Requirement: Repeat only the lines from the one holding "white streamer, imagine" down to the last line of the listing below, including both of those lines.

★ ★ ★ ★

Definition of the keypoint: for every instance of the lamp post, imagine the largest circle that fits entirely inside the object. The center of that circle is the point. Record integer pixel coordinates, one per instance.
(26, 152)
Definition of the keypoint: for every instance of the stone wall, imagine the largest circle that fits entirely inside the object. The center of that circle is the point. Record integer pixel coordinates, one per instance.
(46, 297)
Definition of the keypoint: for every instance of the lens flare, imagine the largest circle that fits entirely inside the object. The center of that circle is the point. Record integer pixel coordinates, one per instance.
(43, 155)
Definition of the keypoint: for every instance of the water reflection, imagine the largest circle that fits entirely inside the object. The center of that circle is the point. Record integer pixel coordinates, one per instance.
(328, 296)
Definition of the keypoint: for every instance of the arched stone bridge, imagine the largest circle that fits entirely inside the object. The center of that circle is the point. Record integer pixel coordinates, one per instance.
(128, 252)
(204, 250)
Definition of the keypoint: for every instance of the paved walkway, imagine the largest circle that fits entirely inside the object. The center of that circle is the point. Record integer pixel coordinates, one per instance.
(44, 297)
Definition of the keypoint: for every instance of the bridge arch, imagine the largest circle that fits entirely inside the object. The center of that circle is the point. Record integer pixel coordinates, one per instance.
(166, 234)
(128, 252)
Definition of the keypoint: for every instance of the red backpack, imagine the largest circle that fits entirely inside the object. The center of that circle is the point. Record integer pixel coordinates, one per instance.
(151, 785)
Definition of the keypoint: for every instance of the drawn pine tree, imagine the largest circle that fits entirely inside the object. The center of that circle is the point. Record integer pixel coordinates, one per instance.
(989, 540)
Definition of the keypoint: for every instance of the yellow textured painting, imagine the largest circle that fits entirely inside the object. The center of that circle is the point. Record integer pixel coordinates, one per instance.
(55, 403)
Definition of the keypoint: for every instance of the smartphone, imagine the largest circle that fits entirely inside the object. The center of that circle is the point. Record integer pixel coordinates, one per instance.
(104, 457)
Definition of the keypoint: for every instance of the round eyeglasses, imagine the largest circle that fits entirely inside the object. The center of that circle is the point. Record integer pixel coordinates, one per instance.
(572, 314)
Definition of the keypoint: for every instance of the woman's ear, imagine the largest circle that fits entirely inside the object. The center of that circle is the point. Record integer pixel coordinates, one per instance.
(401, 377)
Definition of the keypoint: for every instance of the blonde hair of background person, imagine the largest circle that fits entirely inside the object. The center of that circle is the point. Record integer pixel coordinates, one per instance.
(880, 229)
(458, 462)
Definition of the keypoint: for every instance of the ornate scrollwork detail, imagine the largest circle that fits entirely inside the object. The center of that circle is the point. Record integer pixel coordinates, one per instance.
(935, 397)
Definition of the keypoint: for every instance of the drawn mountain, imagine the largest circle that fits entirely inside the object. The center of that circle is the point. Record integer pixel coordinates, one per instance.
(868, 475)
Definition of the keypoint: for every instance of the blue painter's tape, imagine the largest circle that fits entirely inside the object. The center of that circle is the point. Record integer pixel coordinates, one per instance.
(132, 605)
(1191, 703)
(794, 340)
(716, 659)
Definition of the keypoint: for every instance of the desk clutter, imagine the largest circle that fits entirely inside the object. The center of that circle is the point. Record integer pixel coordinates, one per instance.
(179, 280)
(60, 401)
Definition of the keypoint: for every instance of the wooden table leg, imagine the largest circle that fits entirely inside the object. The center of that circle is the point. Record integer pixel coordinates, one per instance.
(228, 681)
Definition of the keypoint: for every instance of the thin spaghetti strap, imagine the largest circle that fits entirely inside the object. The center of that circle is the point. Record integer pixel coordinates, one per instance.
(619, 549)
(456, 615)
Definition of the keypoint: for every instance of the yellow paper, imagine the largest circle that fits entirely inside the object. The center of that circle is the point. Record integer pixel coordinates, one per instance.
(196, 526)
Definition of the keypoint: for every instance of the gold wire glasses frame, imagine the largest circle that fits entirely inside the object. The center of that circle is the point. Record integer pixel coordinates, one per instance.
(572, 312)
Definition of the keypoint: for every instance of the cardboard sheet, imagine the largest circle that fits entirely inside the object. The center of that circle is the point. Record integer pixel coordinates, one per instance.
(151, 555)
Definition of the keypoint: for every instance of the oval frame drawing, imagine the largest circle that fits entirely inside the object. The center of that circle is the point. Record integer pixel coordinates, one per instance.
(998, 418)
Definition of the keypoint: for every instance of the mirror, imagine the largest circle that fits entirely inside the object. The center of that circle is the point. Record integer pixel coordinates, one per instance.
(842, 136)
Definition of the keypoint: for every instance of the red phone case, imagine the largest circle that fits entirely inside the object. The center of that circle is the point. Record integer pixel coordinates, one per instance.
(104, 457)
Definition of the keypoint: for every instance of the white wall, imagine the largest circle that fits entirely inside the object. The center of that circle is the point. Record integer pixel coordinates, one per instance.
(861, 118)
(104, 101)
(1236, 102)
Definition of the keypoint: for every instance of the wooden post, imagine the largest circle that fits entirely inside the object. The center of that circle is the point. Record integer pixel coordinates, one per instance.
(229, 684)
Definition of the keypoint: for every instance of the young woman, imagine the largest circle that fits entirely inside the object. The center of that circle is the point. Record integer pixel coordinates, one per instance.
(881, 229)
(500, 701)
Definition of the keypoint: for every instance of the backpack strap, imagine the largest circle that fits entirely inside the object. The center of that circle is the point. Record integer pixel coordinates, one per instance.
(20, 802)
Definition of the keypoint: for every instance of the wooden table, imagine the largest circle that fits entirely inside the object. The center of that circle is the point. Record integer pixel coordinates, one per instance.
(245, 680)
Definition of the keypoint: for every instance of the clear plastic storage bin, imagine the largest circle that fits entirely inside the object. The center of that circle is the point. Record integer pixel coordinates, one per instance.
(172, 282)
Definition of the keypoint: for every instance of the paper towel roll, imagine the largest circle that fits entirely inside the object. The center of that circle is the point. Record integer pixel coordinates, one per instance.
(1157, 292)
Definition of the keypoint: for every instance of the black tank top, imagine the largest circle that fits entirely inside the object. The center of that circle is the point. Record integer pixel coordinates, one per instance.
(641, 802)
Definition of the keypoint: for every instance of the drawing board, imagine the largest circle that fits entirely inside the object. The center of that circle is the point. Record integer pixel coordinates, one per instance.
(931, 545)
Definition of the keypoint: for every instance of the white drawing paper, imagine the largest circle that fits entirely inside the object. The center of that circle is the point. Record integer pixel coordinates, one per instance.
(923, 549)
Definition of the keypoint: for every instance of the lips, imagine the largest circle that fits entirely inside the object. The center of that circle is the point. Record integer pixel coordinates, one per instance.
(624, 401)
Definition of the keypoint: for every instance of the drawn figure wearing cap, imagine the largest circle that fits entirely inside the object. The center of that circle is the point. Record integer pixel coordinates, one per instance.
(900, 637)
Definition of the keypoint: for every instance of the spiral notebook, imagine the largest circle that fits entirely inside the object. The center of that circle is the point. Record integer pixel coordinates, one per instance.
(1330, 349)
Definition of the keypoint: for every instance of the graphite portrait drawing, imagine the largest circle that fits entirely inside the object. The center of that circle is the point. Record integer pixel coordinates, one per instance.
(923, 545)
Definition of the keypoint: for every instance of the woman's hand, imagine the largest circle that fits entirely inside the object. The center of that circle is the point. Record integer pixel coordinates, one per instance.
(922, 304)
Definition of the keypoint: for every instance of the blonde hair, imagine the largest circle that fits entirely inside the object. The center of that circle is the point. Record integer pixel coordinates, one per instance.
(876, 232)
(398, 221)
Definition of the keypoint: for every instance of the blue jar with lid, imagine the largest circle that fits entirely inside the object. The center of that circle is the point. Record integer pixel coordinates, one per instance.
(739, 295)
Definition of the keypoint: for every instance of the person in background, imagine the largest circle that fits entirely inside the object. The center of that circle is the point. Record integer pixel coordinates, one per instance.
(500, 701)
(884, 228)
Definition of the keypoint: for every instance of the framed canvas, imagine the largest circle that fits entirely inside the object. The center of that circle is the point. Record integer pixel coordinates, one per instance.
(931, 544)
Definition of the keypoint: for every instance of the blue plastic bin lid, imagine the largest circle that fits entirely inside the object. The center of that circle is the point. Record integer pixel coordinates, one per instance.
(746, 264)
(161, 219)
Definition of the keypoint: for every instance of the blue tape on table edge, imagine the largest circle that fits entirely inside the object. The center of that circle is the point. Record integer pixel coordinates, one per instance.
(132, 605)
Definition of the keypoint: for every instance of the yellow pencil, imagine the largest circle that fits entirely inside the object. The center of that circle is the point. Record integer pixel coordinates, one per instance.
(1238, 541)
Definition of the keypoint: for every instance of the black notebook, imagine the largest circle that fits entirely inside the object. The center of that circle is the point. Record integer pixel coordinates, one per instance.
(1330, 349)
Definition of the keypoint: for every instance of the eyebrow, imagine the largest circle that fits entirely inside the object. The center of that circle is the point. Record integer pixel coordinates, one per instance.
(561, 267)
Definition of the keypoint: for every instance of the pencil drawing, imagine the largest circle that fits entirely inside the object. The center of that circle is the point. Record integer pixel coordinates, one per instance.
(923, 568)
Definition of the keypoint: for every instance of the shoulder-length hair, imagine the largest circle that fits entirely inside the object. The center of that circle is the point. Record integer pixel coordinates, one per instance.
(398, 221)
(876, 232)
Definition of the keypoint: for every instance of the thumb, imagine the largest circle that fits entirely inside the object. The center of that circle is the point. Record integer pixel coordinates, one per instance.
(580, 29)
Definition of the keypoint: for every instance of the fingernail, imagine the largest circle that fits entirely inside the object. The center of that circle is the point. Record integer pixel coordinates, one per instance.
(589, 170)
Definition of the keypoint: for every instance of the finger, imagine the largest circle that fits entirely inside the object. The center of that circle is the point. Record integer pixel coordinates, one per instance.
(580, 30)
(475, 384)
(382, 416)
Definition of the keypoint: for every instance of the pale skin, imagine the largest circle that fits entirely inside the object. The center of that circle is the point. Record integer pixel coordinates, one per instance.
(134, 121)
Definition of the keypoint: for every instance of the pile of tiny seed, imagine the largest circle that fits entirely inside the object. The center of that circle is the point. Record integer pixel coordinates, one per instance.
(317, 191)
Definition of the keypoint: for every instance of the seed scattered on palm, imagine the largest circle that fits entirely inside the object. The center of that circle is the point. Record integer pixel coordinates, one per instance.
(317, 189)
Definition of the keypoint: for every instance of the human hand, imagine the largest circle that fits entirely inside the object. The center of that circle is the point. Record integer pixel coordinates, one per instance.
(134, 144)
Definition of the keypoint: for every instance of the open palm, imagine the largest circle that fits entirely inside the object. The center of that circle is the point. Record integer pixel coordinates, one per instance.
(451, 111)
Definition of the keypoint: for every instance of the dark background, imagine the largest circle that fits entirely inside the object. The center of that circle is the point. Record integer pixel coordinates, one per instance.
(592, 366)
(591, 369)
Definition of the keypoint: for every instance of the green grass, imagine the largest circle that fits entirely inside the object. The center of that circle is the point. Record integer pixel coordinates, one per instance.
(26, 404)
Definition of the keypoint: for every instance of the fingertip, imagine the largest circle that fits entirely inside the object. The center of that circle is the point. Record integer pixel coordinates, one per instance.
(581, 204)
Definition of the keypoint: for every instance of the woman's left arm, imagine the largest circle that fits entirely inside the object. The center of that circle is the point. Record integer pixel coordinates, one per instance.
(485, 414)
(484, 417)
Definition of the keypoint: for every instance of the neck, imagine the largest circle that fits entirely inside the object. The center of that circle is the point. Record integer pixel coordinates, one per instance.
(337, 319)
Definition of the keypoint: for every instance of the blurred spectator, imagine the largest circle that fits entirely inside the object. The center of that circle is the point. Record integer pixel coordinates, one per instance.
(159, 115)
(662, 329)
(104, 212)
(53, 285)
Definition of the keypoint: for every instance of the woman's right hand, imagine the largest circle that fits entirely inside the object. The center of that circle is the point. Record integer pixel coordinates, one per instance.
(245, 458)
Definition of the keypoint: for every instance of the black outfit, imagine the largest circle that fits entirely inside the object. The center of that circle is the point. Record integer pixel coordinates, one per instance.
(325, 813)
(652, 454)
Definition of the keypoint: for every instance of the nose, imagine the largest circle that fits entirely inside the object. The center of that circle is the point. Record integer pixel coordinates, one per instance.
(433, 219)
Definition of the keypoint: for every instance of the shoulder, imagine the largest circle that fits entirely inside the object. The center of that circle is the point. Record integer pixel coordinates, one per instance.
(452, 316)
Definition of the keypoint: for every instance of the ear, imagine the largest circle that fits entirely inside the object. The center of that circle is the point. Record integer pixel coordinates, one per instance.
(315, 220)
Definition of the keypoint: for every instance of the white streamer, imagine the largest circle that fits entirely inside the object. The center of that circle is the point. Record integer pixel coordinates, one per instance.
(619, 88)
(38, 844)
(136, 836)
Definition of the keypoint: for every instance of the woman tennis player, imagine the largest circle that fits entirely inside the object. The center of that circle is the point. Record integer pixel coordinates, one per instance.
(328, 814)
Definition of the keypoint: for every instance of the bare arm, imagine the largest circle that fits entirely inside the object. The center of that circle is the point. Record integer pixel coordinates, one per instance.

★ ★ ★ ★

Worked solution:
Definition of the keypoint: for every instance of the white streamer, imagine the largest circle that fits entirely inside the object. The center of that circle is the point. Record integer pixel coordinates, one per instance.
(619, 88)
(38, 844)
(136, 836)
Definition of the keypoint: for every instance of the woman tennis player, imagine the largest circle that fits entirely inside the object. The center of that circle is the point. Record integer pixel coordinates, one per instance.
(328, 814)
Definition of the keypoint: for every instance of the bare arm, imagine the largest circle that fits entirely inside the object. The center of that circle is the point. Record integer pixel coordinates, one per instance.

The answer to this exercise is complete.